**Exercise brief**
How many lines below contain the word "yellow"? Reply with the number only.

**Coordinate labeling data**
-*-

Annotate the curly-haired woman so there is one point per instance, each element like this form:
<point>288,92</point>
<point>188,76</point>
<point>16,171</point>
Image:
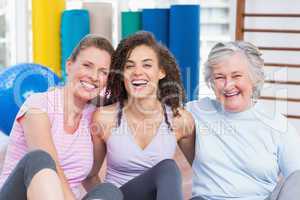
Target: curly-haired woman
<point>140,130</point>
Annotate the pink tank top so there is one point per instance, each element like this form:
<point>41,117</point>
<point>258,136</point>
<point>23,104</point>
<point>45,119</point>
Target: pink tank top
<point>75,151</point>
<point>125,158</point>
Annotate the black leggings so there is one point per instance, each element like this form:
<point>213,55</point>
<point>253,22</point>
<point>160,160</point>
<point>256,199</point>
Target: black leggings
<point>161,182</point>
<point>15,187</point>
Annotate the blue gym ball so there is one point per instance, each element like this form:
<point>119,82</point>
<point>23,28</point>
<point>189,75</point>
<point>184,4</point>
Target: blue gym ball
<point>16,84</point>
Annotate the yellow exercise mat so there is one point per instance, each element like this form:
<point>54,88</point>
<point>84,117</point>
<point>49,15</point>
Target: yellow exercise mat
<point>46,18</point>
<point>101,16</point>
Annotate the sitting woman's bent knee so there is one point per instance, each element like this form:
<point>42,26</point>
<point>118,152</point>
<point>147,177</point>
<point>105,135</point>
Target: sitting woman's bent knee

-*-

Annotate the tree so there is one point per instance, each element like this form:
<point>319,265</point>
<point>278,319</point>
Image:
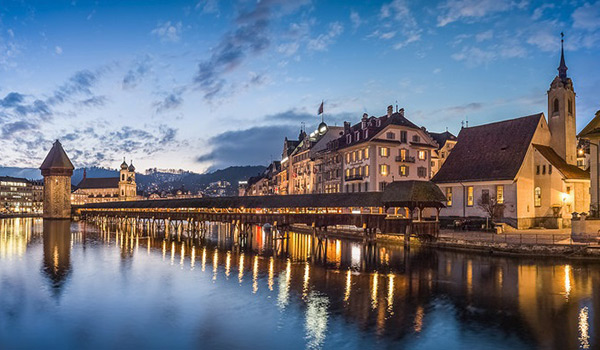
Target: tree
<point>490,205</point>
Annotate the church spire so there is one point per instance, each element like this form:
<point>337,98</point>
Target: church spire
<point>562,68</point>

-*-

**Answer to the task**
2